● **Required work**: Extract the entries in their exact form.

___ Extracted material

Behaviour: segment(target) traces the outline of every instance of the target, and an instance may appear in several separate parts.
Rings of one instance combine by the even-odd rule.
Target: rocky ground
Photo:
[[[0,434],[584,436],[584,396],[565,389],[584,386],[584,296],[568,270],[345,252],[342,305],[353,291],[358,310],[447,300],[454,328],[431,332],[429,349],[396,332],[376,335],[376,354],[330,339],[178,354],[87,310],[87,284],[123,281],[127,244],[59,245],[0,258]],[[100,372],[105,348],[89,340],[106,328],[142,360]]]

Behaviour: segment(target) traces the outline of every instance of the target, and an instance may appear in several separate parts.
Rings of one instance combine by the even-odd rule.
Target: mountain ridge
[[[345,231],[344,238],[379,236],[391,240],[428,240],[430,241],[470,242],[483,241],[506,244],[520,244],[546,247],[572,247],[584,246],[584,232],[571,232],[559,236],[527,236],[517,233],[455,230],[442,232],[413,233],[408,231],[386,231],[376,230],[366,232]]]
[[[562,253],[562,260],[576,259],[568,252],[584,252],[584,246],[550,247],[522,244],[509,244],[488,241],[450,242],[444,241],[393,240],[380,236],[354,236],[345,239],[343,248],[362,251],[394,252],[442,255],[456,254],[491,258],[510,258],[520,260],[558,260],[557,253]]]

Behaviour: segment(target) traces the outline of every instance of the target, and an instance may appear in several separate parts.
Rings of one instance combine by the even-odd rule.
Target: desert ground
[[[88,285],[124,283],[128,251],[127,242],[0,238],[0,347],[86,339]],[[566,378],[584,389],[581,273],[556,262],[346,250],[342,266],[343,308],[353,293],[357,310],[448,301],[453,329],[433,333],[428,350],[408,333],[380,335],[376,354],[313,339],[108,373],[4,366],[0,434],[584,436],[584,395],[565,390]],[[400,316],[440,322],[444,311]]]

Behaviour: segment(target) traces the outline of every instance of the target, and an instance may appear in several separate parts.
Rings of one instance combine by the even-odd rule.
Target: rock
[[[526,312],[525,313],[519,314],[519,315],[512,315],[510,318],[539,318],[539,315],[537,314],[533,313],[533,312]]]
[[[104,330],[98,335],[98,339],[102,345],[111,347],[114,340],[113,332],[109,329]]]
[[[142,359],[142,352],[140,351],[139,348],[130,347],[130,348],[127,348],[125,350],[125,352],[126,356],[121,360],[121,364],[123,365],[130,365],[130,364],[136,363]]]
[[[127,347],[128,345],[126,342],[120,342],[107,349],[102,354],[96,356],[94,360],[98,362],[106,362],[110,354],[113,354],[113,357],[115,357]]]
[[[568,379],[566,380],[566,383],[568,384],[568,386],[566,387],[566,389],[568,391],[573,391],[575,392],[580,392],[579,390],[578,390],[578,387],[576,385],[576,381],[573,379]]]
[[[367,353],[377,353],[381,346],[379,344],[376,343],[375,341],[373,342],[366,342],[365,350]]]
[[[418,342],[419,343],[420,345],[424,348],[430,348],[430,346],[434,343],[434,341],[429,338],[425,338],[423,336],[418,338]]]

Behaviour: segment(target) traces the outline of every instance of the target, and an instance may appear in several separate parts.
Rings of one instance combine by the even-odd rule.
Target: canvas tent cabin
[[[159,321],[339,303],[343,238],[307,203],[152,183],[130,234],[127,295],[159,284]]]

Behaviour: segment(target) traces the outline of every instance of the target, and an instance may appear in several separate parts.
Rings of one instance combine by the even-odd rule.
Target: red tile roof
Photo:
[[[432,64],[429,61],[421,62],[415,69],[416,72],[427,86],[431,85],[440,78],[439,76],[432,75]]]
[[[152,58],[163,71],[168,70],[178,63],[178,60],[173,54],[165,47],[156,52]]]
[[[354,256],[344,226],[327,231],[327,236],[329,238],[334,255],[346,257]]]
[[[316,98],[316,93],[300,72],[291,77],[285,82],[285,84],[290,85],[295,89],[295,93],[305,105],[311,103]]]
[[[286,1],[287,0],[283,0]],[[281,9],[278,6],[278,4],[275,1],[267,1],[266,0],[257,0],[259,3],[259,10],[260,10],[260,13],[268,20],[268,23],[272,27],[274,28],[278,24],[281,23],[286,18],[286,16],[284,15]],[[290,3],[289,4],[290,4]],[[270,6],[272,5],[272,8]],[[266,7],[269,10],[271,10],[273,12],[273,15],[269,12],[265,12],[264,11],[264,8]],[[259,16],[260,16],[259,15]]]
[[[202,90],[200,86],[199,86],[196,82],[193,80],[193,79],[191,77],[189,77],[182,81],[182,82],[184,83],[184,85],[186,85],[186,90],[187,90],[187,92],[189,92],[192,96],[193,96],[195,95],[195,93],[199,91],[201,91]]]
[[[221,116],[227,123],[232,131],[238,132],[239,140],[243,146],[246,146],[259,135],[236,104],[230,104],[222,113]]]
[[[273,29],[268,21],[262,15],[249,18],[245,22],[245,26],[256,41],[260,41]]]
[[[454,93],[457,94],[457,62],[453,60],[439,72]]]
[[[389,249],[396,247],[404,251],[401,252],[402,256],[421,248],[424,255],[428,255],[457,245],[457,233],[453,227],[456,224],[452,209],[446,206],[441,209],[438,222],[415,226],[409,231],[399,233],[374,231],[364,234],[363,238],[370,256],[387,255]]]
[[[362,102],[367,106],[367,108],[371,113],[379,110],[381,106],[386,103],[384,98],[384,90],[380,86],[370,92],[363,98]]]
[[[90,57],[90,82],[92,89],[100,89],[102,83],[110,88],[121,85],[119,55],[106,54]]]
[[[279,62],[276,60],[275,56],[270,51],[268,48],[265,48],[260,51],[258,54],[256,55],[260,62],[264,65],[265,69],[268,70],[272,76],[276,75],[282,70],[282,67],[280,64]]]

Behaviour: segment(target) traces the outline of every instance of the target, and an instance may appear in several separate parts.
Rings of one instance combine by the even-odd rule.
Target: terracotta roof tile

______

● **Full response**:
Behaviour: segment(target) traces the outline of every instance of the target, and an instance may appear in several separate parts.
Rings of one instance combine by the even-odd rule.
Target: rocky ground
Photo:
[[[0,434],[584,436],[584,396],[565,389],[584,386],[584,296],[568,270],[345,252],[342,305],[353,291],[358,310],[447,300],[454,328],[431,332],[429,349],[396,332],[376,335],[376,354],[330,339],[178,354],[87,310],[87,284],[123,281],[127,244],[59,245],[0,258]],[[100,372],[105,348],[89,340],[106,328],[142,360]]]

Behaviour: segment(target) traces the outline of every instance of the target, and an instance may appear in several separate parts.
Rings of one instance combine by the even-odd rule.
Target: mountain ridge
[[[345,231],[344,238],[379,236],[391,240],[428,240],[430,241],[470,242],[483,241],[506,244],[520,244],[546,247],[572,247],[584,246],[584,232],[571,232],[559,236],[527,236],[517,233],[455,230],[442,232],[413,233],[408,231],[386,231],[376,230],[366,232]]]
[[[562,253],[562,260],[576,259],[568,252],[584,252],[584,246],[550,247],[522,244],[509,244],[488,241],[450,242],[444,241],[393,240],[380,236],[354,236],[345,239],[343,248],[362,251],[394,252],[442,255],[456,254],[491,258],[510,258],[520,260],[558,260],[557,253]]]

Behaviour: segment(target) traces the outline of every instance of the target, and an instance may appear in several separate parts.
Rings of one instance combine by the even-odd rule.
Target: desert ground
[[[88,285],[124,283],[128,251],[127,242],[0,238],[0,347],[86,339]],[[566,378],[584,389],[581,273],[556,262],[346,250],[342,266],[343,308],[353,293],[357,310],[448,301],[453,329],[433,333],[428,350],[408,333],[380,335],[376,354],[313,339],[108,373],[4,366],[0,434],[584,436],[584,395],[565,390]],[[400,316],[440,322],[444,311]]]

Behaviour: segment(target) traces the outline of every instance of the target, and an instance may appear in several separate parts.
Rings of one instance combine by the even-odd rule.
Target: rock
[[[526,312],[525,313],[519,314],[519,315],[512,315],[510,318],[539,318],[539,315],[537,314],[533,313],[533,312]]]
[[[104,330],[98,335],[98,339],[102,345],[111,347],[114,340],[113,332],[109,329]]]
[[[142,359],[142,352],[140,351],[139,348],[130,347],[130,348],[127,348],[125,350],[125,352],[126,356],[121,360],[121,364],[123,365],[130,365],[130,364],[136,363]]]
[[[127,347],[128,345],[126,342],[120,342],[107,349],[102,354],[96,356],[94,360],[98,362],[106,362],[110,354],[113,354],[113,357],[115,357]]]
[[[568,379],[566,380],[566,383],[568,384],[568,386],[566,387],[566,389],[568,391],[573,391],[575,392],[580,392],[579,390],[578,390],[578,387],[576,385],[576,381],[573,379]]]
[[[367,353],[377,353],[381,346],[379,344],[376,343],[375,341],[373,342],[366,342],[365,350]]]
[[[418,342],[419,343],[420,345],[424,348],[430,348],[430,346],[434,343],[434,341],[429,338],[425,338],[423,336],[418,338]]]

Behaviour: segment(target) traces the outline of every instance of the target, and an instance may appear in several separate parts.
Rings of one instance combine by the even-odd rule.
Target: canvas tent cabin
[[[159,321],[339,303],[343,238],[307,203],[152,183],[130,234],[127,295],[159,284]]]

Behaviour: segment(target) traces the outline of every instance of the target, and an instance may appear in several separate parts.
Rings of one instance combine by the even-odd rule.
Target: red tile roof
Photo:
[[[432,64],[429,61],[421,62],[415,69],[416,72],[427,86],[431,85],[440,78],[439,76],[432,75]]]
[[[152,58],[163,71],[168,70],[178,63],[178,60],[173,54],[165,47],[156,52]]]
[[[354,256],[344,226],[327,231],[327,236],[329,238],[334,255],[346,257]]]
[[[316,98],[316,93],[300,72],[291,77],[285,82],[285,84],[290,85],[295,89],[295,93],[305,105],[311,103]]]
[[[286,1],[287,0],[283,0]],[[281,9],[278,6],[278,4],[275,1],[267,1],[266,0],[257,0],[259,3],[259,10],[260,10],[260,13],[268,20],[268,23],[272,27],[274,28],[278,24],[281,23],[286,18],[286,16],[284,15]],[[290,3],[289,4],[290,4]],[[270,6],[272,5],[272,8]],[[266,7],[269,10],[271,10],[273,12],[273,15],[269,12],[265,12],[264,11],[264,8]],[[259,16],[260,16],[259,15]]]
[[[202,90],[200,86],[199,86],[196,82],[193,80],[193,79],[191,77],[189,77],[182,81],[182,82],[184,83],[184,85],[186,85],[186,90],[187,90],[187,92],[189,92],[192,96],[193,96],[195,95],[195,93],[199,91],[201,91]]]
[[[221,116],[227,123],[232,131],[238,132],[239,140],[243,146],[246,146],[259,135],[236,104],[230,104],[222,113]]]
[[[273,29],[268,21],[262,15],[249,18],[245,22],[245,26],[256,41],[260,41]]]
[[[454,93],[457,94],[457,62],[453,60],[439,72]]]
[[[389,249],[396,247],[404,251],[401,252],[402,256],[421,248],[424,255],[428,255],[457,245],[457,233],[453,227],[456,224],[452,209],[446,206],[441,209],[438,222],[415,226],[409,231],[399,233],[374,231],[364,234],[363,238],[370,256],[387,255]]]
[[[362,102],[367,106],[367,108],[371,113],[379,110],[381,106],[386,103],[384,98],[384,90],[380,86],[370,92],[363,98]]]
[[[90,57],[90,82],[92,89],[100,89],[102,83],[110,88],[121,85],[119,55],[106,54]]]
[[[279,62],[276,60],[275,56],[270,51],[268,48],[265,48],[260,51],[258,54],[256,55],[260,62],[264,65],[265,69],[268,70],[272,76],[276,75],[282,70],[282,67],[280,64]]]

Behaviour: segment(target) traces the outline of every instance of the target, and an instance may appear in several separate parts.
Rings of one instance combine by the even-odd rule.
Target: terracotta roof tile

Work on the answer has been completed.